Le Projet de loi n° 64[1] visant à moderniser les lois québécoises en ce qui a trait à la protection des renseignements personnels (le « Projet de loi ») a été présenté vendredi dernier sans tambour ni trompette. Celui-ci n'a pourtant pas fini de faire parler de lui alors que les amendements proposés à la Loi sur la protection des renseignements personnels dans le secteur privé[2] (la « Loi sur le secteur privé ») accentuent de façon importante les obligations incombant aux entreprises lorsqu'elles gèrent des renseignements qui concernent et permettent d'identifier un individu (cliquez ici pour accéder à un aperçu de l'ensemble des changements proposés).

Malgré tout, certains amendements qui y sont proposés permettraient d'alléger les exigences imposées par la Loi sur le secteur privé dans quelques situations précises. C'est notamment le cas lors de la communication de renseignements personnels dans le cadre d'une transaction commerciale.

..............................

### [Étapes de l'exercice]
A: Recopiez fidèlement, dans l'extrait ci-dessus sur le Projet de loi n° 64, tout le passage allant de « Malgré tout, certains » jusqu'à « d'une transaction commerciale. ».
B: Combien de lignes des enregistrements ci-dessous contiennent la chaîne « tire », en respectant la casse ? Répondez uniquement par ce nombre.

..............................

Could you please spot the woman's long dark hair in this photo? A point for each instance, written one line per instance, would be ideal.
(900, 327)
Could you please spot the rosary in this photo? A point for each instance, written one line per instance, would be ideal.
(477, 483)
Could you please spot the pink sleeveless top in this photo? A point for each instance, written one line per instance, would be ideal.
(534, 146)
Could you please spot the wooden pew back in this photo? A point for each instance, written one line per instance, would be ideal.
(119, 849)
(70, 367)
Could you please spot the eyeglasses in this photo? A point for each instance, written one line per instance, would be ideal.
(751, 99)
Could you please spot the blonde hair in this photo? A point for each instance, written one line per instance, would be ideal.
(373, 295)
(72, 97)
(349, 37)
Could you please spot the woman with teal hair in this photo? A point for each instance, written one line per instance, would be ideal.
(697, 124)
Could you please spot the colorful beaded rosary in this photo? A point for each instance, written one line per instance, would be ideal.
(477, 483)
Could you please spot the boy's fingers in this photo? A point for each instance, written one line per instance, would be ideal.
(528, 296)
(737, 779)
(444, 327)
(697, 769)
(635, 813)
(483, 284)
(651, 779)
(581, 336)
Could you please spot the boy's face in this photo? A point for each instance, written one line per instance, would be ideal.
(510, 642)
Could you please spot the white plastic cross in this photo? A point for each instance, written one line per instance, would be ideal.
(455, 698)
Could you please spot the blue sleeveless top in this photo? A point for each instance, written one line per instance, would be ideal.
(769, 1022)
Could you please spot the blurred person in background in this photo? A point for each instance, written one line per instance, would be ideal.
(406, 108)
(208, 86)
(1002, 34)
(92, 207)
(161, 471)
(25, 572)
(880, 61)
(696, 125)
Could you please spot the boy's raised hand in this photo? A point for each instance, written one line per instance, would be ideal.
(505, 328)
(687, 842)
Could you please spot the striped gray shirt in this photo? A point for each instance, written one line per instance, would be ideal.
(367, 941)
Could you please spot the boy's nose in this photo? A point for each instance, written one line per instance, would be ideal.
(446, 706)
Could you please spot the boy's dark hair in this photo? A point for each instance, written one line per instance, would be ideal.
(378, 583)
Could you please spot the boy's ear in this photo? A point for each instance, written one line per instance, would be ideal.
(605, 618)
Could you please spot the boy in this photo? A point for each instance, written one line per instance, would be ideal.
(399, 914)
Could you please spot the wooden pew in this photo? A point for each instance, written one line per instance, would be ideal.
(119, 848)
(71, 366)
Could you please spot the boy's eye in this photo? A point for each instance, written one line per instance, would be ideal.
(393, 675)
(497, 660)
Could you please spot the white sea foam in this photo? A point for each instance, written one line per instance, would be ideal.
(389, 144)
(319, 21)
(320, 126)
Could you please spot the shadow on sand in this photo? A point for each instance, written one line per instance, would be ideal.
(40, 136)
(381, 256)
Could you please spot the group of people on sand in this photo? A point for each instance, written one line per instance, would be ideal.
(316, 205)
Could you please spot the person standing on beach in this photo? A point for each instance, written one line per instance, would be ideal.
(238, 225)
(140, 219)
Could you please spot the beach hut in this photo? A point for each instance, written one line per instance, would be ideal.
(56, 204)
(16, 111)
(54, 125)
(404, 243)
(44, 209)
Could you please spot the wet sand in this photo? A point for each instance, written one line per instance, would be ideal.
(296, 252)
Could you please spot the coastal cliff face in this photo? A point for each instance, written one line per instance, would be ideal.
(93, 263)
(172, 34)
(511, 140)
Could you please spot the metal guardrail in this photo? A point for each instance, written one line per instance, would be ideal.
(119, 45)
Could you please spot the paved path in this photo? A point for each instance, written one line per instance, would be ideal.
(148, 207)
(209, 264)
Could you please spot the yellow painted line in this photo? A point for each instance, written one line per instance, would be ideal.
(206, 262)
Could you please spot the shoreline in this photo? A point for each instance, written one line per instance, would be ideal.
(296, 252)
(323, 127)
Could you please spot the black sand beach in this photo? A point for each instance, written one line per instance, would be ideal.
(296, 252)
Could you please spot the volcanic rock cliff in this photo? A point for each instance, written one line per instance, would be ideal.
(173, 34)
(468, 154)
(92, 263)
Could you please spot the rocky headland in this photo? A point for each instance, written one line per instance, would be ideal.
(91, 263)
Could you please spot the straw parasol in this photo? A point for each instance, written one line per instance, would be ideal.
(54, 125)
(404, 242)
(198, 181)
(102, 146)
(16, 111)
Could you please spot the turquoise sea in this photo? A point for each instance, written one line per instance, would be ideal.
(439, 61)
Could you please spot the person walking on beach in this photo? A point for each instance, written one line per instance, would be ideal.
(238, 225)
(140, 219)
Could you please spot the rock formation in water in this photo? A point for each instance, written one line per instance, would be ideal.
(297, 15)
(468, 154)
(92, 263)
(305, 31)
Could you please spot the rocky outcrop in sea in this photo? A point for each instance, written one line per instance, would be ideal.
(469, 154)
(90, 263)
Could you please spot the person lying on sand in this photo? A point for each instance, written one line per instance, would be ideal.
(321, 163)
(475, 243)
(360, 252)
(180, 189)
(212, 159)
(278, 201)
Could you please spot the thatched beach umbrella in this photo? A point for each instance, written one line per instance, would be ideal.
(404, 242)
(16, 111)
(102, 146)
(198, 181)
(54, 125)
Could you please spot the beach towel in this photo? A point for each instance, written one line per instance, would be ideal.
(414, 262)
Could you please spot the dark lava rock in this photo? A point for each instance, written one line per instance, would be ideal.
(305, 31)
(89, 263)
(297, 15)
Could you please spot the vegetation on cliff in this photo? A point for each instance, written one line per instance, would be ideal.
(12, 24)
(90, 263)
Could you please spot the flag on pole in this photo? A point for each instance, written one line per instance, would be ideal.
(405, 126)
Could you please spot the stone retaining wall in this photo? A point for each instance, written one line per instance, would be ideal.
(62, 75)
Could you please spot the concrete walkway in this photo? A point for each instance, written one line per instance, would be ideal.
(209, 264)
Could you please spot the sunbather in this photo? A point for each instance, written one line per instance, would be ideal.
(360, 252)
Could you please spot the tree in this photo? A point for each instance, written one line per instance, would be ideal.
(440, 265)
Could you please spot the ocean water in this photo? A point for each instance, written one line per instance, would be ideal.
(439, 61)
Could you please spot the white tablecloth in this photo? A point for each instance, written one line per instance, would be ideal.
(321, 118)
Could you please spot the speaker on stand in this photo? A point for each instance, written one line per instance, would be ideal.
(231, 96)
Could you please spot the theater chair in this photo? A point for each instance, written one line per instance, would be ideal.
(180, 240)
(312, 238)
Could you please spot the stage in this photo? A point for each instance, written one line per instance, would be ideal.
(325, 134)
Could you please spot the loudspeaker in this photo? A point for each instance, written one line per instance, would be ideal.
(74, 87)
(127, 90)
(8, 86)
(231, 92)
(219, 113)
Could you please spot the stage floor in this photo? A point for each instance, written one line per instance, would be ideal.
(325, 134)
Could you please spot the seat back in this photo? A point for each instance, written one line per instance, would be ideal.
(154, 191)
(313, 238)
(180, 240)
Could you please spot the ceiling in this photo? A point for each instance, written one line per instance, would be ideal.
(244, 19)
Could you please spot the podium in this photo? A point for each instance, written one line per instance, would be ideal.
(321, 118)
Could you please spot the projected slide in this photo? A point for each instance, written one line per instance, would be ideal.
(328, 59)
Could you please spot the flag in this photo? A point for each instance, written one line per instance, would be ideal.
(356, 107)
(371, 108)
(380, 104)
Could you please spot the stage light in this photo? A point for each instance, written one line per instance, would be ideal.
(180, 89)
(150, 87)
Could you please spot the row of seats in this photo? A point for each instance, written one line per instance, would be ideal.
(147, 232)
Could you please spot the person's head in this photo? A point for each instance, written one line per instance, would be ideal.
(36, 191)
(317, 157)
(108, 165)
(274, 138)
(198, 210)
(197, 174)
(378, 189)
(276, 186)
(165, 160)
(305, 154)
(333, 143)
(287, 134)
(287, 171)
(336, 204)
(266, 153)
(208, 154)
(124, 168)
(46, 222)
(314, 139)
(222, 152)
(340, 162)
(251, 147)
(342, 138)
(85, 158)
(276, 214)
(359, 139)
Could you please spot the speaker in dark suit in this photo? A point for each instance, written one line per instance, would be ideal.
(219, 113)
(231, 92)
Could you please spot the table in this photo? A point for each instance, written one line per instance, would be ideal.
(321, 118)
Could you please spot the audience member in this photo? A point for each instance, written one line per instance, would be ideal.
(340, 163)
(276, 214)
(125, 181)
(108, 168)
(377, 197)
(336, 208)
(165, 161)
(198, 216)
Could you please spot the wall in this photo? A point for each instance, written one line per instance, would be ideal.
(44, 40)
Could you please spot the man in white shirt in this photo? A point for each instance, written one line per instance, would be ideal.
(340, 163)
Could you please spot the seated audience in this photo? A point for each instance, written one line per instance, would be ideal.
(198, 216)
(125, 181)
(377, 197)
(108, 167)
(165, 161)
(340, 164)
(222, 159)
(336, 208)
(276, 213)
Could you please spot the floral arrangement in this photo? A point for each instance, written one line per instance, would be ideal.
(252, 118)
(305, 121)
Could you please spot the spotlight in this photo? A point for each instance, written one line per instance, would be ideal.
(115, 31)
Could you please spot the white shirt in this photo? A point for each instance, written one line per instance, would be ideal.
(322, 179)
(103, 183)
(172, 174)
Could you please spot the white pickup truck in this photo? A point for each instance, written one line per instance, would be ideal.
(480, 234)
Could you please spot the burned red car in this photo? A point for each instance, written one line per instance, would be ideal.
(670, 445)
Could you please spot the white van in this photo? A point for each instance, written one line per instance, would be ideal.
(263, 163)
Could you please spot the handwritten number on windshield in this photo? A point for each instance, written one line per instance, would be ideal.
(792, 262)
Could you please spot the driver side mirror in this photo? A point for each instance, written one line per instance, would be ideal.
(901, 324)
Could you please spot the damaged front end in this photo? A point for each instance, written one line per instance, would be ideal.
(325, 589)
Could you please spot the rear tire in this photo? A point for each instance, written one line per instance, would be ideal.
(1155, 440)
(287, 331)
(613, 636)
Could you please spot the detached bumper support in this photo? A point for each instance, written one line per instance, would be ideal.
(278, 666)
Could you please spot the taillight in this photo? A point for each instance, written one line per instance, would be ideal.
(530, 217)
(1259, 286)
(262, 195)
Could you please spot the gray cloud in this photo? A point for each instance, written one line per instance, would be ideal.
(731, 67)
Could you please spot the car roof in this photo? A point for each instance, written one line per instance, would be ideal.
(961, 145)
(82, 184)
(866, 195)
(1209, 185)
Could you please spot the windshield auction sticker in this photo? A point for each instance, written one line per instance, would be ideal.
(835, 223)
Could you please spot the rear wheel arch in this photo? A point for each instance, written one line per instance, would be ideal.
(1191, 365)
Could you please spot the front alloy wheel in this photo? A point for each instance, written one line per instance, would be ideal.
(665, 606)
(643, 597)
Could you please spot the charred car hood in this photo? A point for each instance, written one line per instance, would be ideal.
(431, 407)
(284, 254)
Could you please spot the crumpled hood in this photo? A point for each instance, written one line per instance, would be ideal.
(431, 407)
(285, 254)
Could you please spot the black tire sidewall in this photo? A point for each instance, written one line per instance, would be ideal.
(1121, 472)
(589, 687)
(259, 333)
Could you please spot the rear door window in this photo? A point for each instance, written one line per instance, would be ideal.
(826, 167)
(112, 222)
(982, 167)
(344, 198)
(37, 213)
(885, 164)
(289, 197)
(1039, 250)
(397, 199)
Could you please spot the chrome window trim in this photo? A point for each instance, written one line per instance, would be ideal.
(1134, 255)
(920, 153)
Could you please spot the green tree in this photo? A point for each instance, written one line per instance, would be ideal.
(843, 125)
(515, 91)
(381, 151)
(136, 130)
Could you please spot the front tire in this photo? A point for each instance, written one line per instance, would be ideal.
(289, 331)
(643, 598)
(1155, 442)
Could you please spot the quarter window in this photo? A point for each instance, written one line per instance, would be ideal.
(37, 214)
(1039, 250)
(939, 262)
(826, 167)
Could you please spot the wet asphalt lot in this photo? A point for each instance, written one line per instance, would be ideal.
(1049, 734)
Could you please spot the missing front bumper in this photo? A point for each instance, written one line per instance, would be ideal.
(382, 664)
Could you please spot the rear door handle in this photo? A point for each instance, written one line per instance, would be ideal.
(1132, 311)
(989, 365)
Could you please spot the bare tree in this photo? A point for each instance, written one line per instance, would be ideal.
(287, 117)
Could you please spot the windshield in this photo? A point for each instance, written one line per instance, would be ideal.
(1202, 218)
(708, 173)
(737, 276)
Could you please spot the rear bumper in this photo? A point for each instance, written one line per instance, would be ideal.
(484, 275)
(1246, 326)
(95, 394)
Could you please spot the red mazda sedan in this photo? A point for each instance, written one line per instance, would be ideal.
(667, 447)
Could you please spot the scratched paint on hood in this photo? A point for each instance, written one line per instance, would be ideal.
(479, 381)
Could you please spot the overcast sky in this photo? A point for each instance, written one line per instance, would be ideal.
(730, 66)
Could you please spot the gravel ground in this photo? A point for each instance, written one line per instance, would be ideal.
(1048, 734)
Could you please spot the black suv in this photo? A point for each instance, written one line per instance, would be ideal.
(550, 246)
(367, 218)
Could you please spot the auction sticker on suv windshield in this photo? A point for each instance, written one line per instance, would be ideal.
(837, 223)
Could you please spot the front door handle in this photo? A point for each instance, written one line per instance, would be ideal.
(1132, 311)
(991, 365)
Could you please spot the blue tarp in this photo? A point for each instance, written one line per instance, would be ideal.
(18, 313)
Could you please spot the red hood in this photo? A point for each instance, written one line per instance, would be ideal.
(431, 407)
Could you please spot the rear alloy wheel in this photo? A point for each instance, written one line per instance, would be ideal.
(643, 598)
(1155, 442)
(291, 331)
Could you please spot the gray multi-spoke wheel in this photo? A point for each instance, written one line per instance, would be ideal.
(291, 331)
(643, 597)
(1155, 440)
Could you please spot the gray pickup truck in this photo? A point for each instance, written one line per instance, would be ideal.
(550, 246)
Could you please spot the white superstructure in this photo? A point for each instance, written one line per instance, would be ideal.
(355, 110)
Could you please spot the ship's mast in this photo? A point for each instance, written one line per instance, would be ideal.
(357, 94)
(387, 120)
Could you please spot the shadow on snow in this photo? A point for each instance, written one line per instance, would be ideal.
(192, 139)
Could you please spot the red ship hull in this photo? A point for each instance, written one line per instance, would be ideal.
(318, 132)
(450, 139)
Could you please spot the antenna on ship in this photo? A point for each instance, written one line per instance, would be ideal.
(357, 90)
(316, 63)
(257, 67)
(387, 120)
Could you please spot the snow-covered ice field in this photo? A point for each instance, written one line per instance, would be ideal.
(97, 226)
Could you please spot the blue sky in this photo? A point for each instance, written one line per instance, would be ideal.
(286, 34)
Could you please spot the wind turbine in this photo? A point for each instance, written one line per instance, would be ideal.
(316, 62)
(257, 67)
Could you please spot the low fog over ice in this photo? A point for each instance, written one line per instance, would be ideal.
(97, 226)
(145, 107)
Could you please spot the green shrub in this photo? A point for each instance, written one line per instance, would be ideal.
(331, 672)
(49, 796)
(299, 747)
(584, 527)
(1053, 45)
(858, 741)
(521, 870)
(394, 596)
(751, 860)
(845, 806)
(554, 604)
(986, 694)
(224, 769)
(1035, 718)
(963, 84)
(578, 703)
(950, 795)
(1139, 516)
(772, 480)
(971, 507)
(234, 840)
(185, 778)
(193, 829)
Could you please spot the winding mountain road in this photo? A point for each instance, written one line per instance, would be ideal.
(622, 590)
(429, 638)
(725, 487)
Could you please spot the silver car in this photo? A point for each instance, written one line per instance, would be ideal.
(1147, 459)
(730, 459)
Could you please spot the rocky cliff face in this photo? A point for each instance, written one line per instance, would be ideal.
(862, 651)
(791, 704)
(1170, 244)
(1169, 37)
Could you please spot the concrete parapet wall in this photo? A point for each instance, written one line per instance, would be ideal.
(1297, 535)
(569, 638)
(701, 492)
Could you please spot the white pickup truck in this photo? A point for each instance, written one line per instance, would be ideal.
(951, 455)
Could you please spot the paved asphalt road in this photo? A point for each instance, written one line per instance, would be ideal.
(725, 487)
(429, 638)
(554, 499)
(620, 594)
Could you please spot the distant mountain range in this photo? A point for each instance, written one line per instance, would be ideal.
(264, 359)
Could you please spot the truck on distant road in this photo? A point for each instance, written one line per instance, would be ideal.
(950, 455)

..............................

### [Réponses par tâche]
A:
Malgré tout, certains amendements qui y sont proposés permettraient d'alléger les exigences imposées par la Loi sur le secteur privé dans quelques situations précises. C'est notamment le cas lors de la communication de renseignements personnels dans le cadre d'une transaction commerciale.

B: 3